### Records from a dataset
===
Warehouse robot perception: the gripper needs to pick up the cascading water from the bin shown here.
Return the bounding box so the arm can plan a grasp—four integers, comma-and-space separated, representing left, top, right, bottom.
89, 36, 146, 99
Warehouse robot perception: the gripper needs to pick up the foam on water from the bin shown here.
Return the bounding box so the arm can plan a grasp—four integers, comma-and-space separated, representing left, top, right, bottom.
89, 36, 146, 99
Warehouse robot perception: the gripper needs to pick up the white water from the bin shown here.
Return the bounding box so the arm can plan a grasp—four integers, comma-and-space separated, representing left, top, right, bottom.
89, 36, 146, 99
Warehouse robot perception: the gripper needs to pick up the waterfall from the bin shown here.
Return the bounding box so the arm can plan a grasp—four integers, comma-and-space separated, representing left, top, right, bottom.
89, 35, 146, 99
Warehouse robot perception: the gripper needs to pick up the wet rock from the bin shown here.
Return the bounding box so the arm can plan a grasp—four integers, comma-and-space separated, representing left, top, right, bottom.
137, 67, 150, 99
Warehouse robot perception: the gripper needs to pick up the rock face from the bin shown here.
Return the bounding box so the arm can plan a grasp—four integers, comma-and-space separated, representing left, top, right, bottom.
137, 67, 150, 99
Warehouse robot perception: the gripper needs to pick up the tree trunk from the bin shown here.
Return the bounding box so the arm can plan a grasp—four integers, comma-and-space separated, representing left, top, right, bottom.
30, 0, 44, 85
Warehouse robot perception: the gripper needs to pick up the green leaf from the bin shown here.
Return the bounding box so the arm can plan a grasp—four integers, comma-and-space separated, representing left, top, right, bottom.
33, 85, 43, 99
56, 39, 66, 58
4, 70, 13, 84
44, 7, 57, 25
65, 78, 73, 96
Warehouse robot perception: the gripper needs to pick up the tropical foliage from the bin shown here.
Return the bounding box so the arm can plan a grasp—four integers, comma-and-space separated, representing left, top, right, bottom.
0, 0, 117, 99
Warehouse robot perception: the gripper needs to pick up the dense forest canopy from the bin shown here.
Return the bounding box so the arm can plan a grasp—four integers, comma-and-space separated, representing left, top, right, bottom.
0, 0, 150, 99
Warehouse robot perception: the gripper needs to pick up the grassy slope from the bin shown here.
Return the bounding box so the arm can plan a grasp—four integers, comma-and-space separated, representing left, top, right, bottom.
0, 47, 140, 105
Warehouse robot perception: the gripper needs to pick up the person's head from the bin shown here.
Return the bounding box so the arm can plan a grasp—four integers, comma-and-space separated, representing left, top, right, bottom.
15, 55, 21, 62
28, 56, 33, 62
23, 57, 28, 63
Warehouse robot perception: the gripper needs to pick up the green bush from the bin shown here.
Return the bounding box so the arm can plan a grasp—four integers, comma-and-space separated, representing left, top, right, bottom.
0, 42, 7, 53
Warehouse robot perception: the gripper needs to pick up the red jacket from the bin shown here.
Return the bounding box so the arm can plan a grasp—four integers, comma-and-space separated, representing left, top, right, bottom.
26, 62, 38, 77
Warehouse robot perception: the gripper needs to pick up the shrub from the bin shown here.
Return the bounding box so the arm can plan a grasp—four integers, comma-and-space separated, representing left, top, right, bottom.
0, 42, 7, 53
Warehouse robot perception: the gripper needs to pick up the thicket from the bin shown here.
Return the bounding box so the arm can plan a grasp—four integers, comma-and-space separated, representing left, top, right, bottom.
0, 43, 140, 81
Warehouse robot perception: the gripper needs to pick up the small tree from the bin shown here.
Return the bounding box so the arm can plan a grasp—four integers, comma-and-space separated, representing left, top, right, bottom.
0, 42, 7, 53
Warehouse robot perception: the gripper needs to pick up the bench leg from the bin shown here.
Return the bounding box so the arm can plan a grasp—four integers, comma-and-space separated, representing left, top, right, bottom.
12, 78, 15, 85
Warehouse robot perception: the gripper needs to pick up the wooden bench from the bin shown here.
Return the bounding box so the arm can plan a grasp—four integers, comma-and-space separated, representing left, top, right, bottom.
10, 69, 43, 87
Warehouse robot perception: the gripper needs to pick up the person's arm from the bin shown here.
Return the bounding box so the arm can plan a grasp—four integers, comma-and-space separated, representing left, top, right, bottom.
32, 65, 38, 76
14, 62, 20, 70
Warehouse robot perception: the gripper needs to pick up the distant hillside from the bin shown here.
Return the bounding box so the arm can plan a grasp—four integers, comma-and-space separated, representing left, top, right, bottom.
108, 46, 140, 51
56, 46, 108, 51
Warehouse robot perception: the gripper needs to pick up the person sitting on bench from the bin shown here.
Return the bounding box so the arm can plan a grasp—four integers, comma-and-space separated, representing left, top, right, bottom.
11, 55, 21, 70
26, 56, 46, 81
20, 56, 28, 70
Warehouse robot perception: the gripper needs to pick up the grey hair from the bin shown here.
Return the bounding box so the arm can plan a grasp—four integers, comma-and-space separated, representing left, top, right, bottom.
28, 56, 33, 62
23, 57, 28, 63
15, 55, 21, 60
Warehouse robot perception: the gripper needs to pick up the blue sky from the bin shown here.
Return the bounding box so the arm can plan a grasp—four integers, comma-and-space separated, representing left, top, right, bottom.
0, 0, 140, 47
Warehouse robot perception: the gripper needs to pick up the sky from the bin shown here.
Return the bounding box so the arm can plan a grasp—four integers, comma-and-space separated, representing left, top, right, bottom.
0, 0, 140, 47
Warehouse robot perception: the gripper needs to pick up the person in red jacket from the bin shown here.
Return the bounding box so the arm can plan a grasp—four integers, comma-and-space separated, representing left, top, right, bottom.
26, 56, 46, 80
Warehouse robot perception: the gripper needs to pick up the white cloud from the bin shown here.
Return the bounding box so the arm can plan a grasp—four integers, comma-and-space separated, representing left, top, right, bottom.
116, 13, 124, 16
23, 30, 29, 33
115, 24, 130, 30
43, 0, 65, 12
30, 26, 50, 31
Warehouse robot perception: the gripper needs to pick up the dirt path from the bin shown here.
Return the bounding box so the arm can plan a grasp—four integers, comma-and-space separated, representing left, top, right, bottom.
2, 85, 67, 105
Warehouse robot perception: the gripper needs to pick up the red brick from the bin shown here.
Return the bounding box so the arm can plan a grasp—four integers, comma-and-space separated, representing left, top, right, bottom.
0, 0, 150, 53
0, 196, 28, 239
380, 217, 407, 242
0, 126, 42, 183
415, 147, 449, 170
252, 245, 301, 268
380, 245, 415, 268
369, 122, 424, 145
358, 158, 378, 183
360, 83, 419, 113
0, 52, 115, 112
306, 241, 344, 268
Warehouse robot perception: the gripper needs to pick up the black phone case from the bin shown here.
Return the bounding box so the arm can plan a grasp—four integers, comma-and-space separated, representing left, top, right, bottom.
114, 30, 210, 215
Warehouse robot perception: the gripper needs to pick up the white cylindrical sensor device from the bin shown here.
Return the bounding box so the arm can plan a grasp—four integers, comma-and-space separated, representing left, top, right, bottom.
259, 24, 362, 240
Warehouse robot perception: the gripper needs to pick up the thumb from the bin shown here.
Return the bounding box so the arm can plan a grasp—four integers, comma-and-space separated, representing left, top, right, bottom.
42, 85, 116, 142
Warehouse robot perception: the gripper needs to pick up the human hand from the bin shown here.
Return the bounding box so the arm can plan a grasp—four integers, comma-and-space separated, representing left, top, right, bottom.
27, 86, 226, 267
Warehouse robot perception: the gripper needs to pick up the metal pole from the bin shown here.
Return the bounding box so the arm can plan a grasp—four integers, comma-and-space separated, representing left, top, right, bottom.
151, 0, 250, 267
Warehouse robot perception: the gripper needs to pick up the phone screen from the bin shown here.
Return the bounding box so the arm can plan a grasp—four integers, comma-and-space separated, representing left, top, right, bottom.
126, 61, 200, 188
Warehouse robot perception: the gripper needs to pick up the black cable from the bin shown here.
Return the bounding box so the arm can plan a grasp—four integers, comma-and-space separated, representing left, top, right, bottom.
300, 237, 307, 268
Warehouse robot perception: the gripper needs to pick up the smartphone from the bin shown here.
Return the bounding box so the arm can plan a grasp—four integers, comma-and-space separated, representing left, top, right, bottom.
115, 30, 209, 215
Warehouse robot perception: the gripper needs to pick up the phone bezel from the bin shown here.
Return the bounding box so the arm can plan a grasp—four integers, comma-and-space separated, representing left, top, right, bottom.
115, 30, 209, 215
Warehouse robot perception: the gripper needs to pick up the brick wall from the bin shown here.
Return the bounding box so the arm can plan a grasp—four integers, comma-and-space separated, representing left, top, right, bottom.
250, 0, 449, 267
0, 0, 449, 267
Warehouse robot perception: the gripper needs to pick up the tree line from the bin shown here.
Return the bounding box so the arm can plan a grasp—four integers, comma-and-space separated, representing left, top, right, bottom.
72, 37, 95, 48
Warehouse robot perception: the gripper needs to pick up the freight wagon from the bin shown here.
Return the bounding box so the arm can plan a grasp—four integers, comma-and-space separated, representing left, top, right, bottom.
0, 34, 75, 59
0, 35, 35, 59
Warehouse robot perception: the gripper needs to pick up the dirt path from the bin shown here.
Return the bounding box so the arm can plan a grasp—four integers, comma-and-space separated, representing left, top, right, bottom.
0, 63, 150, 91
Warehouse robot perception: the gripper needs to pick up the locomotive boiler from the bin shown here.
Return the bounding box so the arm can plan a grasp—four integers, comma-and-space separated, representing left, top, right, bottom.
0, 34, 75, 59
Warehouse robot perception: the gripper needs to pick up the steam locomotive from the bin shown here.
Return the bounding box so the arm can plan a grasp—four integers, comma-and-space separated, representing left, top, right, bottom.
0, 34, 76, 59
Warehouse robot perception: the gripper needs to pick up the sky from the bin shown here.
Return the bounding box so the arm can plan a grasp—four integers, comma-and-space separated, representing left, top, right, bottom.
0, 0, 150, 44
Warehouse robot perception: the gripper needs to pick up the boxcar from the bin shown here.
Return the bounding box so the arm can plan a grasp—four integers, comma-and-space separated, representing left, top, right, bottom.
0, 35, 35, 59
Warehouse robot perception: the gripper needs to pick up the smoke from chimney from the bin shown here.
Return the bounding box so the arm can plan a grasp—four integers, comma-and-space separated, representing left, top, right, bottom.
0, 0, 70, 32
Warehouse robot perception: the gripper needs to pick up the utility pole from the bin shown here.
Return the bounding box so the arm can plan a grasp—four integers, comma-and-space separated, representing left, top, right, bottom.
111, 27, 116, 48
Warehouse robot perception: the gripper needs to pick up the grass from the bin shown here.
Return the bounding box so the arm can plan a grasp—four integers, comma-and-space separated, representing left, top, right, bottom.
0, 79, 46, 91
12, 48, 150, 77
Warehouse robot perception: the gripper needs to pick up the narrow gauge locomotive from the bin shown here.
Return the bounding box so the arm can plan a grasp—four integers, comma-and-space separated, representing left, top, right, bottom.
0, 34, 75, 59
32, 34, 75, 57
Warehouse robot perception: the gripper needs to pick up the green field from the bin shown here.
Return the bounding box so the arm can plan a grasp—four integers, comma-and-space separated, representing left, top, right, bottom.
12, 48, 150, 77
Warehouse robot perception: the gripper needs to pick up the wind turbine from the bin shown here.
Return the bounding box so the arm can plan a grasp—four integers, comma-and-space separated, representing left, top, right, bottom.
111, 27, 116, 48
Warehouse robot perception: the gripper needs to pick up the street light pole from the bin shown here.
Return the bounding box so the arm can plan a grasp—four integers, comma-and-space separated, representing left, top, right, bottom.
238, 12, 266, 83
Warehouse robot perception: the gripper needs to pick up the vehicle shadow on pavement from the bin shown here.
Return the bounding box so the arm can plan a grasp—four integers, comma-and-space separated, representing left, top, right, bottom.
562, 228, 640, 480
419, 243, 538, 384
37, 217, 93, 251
===
### WHAT THIS TASK INVOLVES
Reproduce the material verbatim from the line that contains "wooden bench from the bin shown here." through the line that contains "20, 56, 28, 70", including both of those lines.

### IN RESPONSE
Warehouse robot perception: the gripper needs to pick up the wooden bench from the bin shown here.
Return the bounding box so the arm can plan a grasp—four integers, comma-and-space separated, representing left, top, right, bottom.
10, 69, 43, 87
Warehouse robot perception: the gripper needs to pick up the person's arm from the bin shown here.
Return the bounding box so the arm can plan a grasp—four integers, comma-and-space separated, representing left, top, right, bottom.
32, 65, 38, 76
14, 62, 20, 70
Warehouse robot perception: the gripper needs to pick up the distant hillside from the bin shown here.
Return the bounding box so the arm can plan a grasp—four integers, comma-and-space separated, representing left, top, right, bottom.
108, 46, 140, 51
56, 46, 108, 51
Warehouse robot perception: the gripper needs to pick up the person sitting on bench from the bin shown here.
Return the bounding box so the arm can plan a grasp—four integers, comma-and-space separated, representing left, top, right, bottom.
11, 55, 21, 70
26, 56, 46, 81
20, 56, 28, 70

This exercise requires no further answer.